__TEXTAUSZUG__.
*****

Gewalt ist ein weltweites Phänomen. Meist geht es aber darum, zu erklären, unter welchen Bedingungen es zur Eskalation kommt - das ist die Kernthese des deutschen Historikers Holm Sundhausen, die er auf einer Konferenz in Klagenfurt über die Ursachen und Folgen der Kriege im früheren Jugoslawien (29.11. – 01.12.2011) vorgetragen hat. "Daher", so Sundhausen, "ist ein sehr gefährlicher Irrglaube, dass das, was im ehemaligen Jugoslawien geschehen ist, in Europa oder in Deutschland nicht geschehen kann. Der Mensch ist gewaltfähig, aber er ist nicht unbedingt gewalttätig. Die Frage ist daher: Unter welchen Bedingungen wird er gewalttätig?" Emir Numanovic mit ihm gesprochen.

DW-WORLD.DE: Herr Sundhausen, Sie haben von den politischen und ökonomischen Umständen gesprochen, die Kriege begünstigen. Sie haben aber auch die Chronologie der Ereignisse im früheren Jugoslawien hervorgehoben, die wichtig wird, wenn man verstehen will, was in diesem konkreten Fall passiert ist. Was haben Sie damit gemeint?

Holm Sundhausen: Viele Beobachter sagen ja zu Recht, dass von allen Konfliktparteien im ehemaligen Jugoslawien Kriegsverbrechen begangen worden sind, und dass ethnische Säuberungen auch von allen praktiziert wurden. Viele leiten daraus ab, dass alle gleich schuldig sind – was dann eben auch heißen würde, dass alle mehr oder minder gleich unschuldig sind. Das ist meines Erachtens eine sehr beliebige These. Es ist eine Tatsache, dass aus Gewalt noch mehr Gewalt entsteht: Menschen, die extremer Gewalt ausgesetzt waren, wenden oft ebenfalls Gewalt an, wenn sie die Möglichkeit dazu haben. Aber das heißt gerade nicht, dass jede Form von Gewalt von vorneherein gleich ist: Man unterscheidet zwischen einer Anfangsgewalt, die eine Gewaltspirale erst in Gang setzt, und einer Folgegewalt, die davon ausgelöst wird.

Das scheint mir eine recht gefährliche These. Ist die Folgegewalt also weniger schlimm, weil sie nur eine Reaktion ist? Das kann man leicht missbrauchen.

*****

__AUFGABENDATEN__.
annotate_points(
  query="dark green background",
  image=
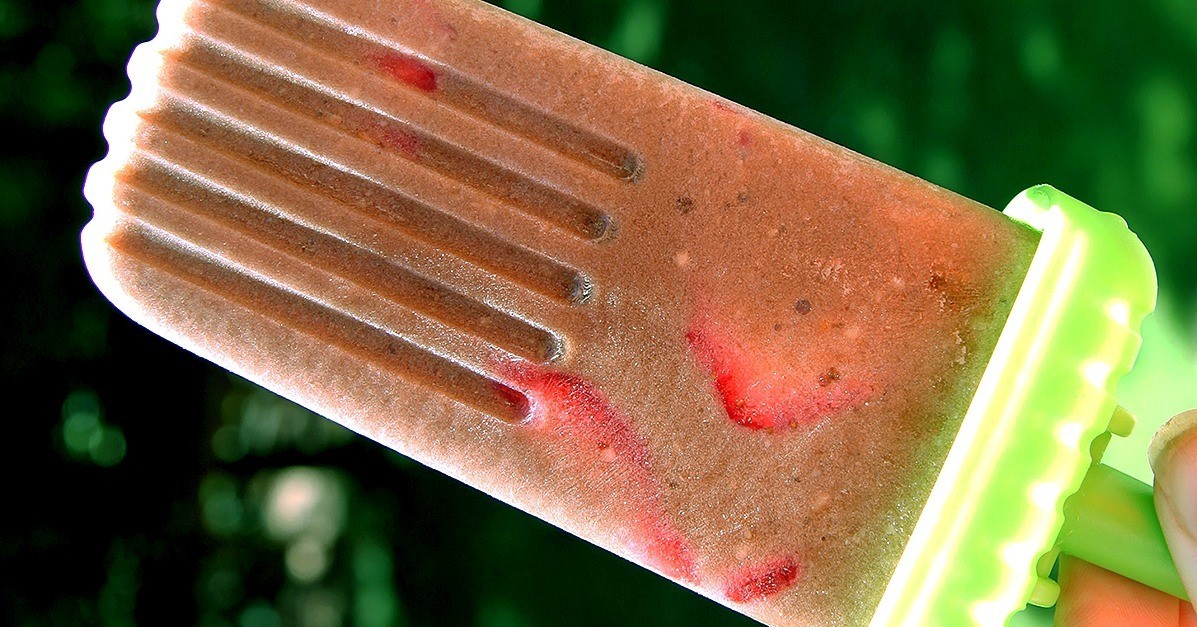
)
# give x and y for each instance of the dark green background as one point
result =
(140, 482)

*****

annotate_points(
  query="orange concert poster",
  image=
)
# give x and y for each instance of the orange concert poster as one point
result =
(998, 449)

*****

__ÜBUNGSAUFGABEN__.
(a) Bitte ziehen Sie aus der Auflistung jede Zeile heraus, in der die Zeichenfolge "concert" vorkommt.
(b) Führen Sie das Interview über Gewalt im früheren Jugoslawien dort weiter, wo es endet.
Die Auflistung hat mit dem Interview nichts zu tun.

__ERGEBNISSE JE AUFGABE__.
(a)
  query="orange concert poster",
# give x and y for each instance of the orange concert poster as one point

(b)
Sowohl die eine wie die andere Form von Gewalt ist nicht akzeptabel und muss juristisch verfolgt werden. Aber beide Arten sind eben nicht identisch. Ich denke, dass das für die Ursachenforschung und für die Prävention ein wichtiger Aspekt ist. Ich bin wirklich davon überzeugt, dass überall auf der Welt, wo Gewalt in Gang gesetzt wird, mit Gegengewalt reagiert wird - und diesen Mechanismus wird man wahrscheinlich kaum durchbrechen können. Es ist wichtig, nachzufragen, wer eine Gewaltspirale in Gang bringt: Wie kommt es zu Gewalt? Wie werden normale Menschen – also nicht Psychopathen oder Sadisten, die es ja auch gibt – zu Massenmördern?

Im Falle Jugoslawiens ist es nicht damit getan, dass man behauptet, die ehemalige Konfliktpartei, also die Serben, die Kroaten, die Bosniaken oder die Albaner seien kollektiv schuldig und wir die kollektiven Opfer. Man muss vielmehr verstehen, dass zunächst nur kleine Gruppen die Gewalt initiiert haben. Das waren allerdings keine Randgruppen, sondern organisierte Gruppierungen. Hier spielen die paramilitärischen Banden, die Spezialeinheiten von Polizei und Militär eine große Rolle. Dann kam eine Phase, in der die Bevölkerung natürlich zu Recht gefragt hat, wie es eigentlich dazu kommen konnte. Und dann wurden die großen Erklärungen geliefert: simple, einfache Erklärungen, die darauf abzielten, die Bevölkerung zu polarisieren.

Wie sah das in Jugoslawien Ende der Achtzigerjahre aus? Welche Bedingungen haben damals den Krieg ermöglicht?

Am Anfang solcher Prozesse steht zumeist eine große Krise. Im ehemaligen Jugoslawien war dies die große Krise der Achtzigerjahre, die sich aus einer Vielzahl von Teilkrisen zusammensetzte, die sich ihrerseits wechselseitig verstärkt haben. Da war zunächst die ökonomische Krise, die zwar schon in den Siebzigerjahre begonnen hat, aber erst in den Achtzigern in das Bewusstsein der Menschen und der Politiker drang. Dann war da die sogenannte Verfassungskrise, die aus meiner Sicht keine Verfassungskrise im engeren Sinn war, sondern eigentlich eine politische Krise. Jugoslawien war nicht per se unregierbar. Es war kompliziert regierbar, aber regierbar, wenn die politischen Eliten konsens- und kompromissfähig gewesen wären. Und dann, ganz wichtig, gab es eine Art intellektuelle Krise, die dazu geführt hat, dass im Verlauf der Achtzigerjahre der öffentliche Diskurs völlig verwandelt hat.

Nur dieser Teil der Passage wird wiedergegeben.